**PROBLEM TO SOLVE:** Write out the data again in full, exactly as it reads.

════════════════════

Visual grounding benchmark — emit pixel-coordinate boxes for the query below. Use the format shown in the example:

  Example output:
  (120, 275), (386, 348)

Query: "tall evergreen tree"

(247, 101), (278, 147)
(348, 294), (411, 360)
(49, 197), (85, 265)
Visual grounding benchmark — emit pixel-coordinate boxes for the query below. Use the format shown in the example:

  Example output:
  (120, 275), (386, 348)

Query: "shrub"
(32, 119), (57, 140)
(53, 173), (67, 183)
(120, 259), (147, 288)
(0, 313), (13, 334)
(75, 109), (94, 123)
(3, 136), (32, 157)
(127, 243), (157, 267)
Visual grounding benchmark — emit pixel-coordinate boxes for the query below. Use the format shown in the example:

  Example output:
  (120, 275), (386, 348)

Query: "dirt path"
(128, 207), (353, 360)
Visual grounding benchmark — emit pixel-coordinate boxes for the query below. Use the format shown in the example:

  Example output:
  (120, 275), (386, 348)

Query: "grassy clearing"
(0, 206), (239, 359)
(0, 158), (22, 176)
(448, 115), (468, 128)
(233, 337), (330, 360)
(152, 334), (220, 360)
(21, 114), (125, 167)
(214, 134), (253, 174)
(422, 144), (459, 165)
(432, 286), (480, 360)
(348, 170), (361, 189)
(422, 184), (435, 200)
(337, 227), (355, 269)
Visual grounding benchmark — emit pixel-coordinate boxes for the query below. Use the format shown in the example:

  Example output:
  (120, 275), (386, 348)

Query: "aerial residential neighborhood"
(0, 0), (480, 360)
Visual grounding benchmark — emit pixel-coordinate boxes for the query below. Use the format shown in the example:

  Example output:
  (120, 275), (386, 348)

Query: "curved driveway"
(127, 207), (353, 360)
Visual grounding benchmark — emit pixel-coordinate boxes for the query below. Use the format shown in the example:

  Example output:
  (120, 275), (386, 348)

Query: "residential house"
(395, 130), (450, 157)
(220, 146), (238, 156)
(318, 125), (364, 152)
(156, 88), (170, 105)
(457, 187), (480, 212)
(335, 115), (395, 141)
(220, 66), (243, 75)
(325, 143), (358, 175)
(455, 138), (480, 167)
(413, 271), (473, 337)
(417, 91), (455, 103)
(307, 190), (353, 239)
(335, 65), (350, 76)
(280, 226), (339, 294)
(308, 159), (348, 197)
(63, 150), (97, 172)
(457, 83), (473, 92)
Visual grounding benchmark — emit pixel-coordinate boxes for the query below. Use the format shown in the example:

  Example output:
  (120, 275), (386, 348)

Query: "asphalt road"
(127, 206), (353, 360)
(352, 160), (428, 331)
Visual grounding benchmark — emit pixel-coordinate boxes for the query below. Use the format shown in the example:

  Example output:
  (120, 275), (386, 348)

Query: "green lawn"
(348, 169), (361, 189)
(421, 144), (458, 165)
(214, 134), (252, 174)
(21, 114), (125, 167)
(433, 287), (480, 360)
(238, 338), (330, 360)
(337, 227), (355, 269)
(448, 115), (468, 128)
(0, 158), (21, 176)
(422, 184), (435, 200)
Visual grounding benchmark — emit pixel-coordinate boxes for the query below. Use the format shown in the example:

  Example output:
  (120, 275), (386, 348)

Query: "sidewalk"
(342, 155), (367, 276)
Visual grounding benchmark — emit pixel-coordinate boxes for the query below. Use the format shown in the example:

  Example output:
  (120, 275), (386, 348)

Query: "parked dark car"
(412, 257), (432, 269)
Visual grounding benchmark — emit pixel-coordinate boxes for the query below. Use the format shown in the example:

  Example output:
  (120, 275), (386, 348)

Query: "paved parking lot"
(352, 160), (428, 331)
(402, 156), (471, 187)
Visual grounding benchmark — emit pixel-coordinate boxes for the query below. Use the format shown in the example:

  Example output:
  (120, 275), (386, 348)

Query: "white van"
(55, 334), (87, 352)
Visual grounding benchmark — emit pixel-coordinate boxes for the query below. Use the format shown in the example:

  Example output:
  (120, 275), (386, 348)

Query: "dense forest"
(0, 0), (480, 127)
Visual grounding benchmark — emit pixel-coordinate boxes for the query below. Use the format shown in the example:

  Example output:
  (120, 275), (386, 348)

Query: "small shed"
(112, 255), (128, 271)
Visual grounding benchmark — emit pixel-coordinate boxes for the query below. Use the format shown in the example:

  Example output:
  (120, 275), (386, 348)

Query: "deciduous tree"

════════════════════

**COMPLETE RESPONSE:**
Visual grounding benchmark — emit pixel-coordinate boxes for the query below. Use the format shown in the example:

  Example output:
  (120, 275), (386, 348)

Query: "tall evergreen tree"

(247, 101), (278, 147)
(348, 294), (411, 360)
(49, 197), (85, 265)
Visual grounding benchmark — emit pixel-coordinate boxes for the query below. Use the format shown in the example:

  Example output:
  (120, 275), (386, 348)

Query: "shrub"
(32, 119), (57, 140)
(53, 173), (67, 183)
(120, 259), (147, 288)
(0, 313), (13, 334)
(75, 109), (94, 123)
(3, 136), (32, 157)
(127, 243), (157, 267)
Visual grounding benchmark — emit pixel-coordinate boxes for the query below. Use the format shown in the example:

  Example output:
  (120, 275), (386, 348)

Query: "dirt path"
(128, 207), (353, 360)
Visual grounding benchmark — emit pixel-coordinate boxes for the query below. Use the format shown in the example:

  Example output:
  (120, 275), (386, 348)

Query: "grassy clearing"
(0, 206), (239, 359)
(0, 158), (22, 176)
(448, 115), (468, 128)
(233, 337), (330, 360)
(152, 334), (220, 360)
(21, 114), (125, 167)
(214, 134), (253, 174)
(422, 144), (459, 165)
(432, 286), (480, 360)
(348, 170), (361, 189)
(422, 184), (435, 200)
(337, 227), (355, 269)
Visual grounding benchmark — emit pixel-coordinate boxes for the query below. Use the format shown in the example:

  Example output:
  (120, 275), (386, 348)

Query: "aerial residential neighborhood"
(0, 0), (480, 360)
Visual grounding benchmark — emit pixel-coordinate boxes for the query below. Use the format shown in the example:

  Example output:
  (120, 275), (386, 348)

Query: "curved driveway"
(127, 207), (353, 360)
Visual grounding benchmark — emit pixel-coordinate boxes for the query below. Use the format shown in the example:

  Example output:
  (120, 275), (386, 348)

Query: "residential house"
(395, 130), (450, 157)
(220, 146), (238, 156)
(318, 125), (364, 152)
(156, 88), (170, 105)
(457, 187), (480, 212)
(335, 115), (395, 141)
(220, 66), (243, 75)
(325, 143), (358, 175)
(455, 138), (480, 167)
(413, 271), (473, 337)
(417, 91), (455, 103)
(307, 190), (353, 239)
(335, 65), (350, 76)
(280, 226), (339, 294)
(308, 159), (348, 197)
(63, 150), (97, 172)
(457, 83), (473, 92)
Visual grounding benchmark — emit pixel-coordinate boxes for the query below. Use the format shown in the example:

  Example output:
  (120, 275), (386, 348)

Query: "asphalt road"
(127, 206), (353, 360)
(352, 160), (428, 331)
Visual grounding benchmark — emit pixel-coordinate boxes for the query below. Use the format shown in the example:

  Example output:
  (120, 275), (386, 348)

Query: "green lawn"
(348, 169), (361, 189)
(421, 144), (458, 165)
(214, 134), (252, 174)
(21, 114), (125, 167)
(433, 287), (480, 360)
(238, 338), (330, 360)
(337, 227), (355, 269)
(448, 115), (468, 128)
(0, 158), (21, 176)
(422, 184), (435, 200)
Visual grounding benchmark — emit pixel-coordinate boxes for the query below. Use the format shown in the example:

  Example output:
  (120, 275), (386, 348)

Query: "sidewalk"
(342, 155), (367, 276)
Visual grounding benchmark — emit pixel-coordinate boxes for the query below. Use the format shown in the example:

  Example output:
  (120, 275), (386, 348)

Query: "parked dark car"
(412, 257), (432, 269)
Visual grounding benchmark — emit pixel-coordinate boxes for the query below. Use the format shown in the example:

  Example output:
  (120, 275), (386, 348)

Query: "paved parking lot"
(352, 160), (428, 331)
(402, 156), (471, 187)
Visual grounding benchmark — emit pixel-coordinate boxes for the query below. Use the format shown in the example:

  Example output:
  (120, 275), (386, 348)

Query: "white van"
(55, 334), (87, 352)
Visual grounding benchmark — emit pixel-coordinate boxes for the query below. Use the format shown in the example:

  Example output:
  (120, 275), (386, 348)

Query: "dense forest"
(0, 0), (480, 127)
Visual grounding benchmark — emit pixel-coordinate boxes for the query below. Use the format shown in the example:

  Example output:
  (120, 275), (386, 348)

Query: "small shed"
(112, 255), (128, 271)
Visual grounding benchmark — emit pixel-coordinate boxes for the query below. Use the format shown in the example:

  Example output:
  (120, 275), (386, 348)

Query: "deciduous tree"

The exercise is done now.